§ Task item
The reply to the records below should contain exactly the lines from the line with "of the eyeglasses" through the line with "Target: eyeglasses", and nothing besides.

*** Task inputs ***

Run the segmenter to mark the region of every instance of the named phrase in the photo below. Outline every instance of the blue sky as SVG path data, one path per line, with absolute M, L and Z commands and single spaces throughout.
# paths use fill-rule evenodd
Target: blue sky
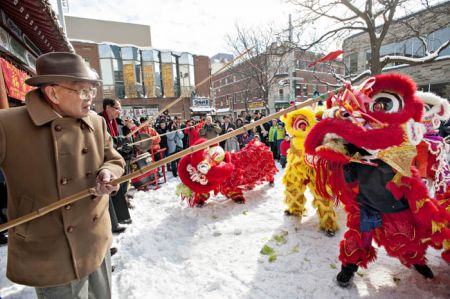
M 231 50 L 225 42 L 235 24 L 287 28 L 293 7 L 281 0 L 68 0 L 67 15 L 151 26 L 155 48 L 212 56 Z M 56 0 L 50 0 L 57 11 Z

*** End of Task inputs ***
*** Task inputs ***

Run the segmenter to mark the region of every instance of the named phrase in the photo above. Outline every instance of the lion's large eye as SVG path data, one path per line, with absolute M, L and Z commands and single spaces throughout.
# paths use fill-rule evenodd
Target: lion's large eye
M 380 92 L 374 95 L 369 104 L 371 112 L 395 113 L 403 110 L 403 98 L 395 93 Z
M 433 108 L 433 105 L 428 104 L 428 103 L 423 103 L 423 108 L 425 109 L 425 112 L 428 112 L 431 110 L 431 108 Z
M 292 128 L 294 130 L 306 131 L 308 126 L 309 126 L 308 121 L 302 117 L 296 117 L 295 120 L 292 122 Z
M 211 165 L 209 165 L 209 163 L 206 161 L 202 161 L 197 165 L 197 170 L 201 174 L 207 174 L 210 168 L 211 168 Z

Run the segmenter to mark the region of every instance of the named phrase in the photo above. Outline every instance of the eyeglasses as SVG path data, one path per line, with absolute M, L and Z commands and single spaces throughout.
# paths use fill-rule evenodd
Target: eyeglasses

*** End of Task inputs ***

§ Answer box
Run the segmenter to mark the region of every instance of the named phrase in the photo above. Outline every instance of the eyeglasses as SVG path data, one path per line, with absolute M, L and Z commands and single spaces throughout.
# paths use fill-rule evenodd
Target: eyeglasses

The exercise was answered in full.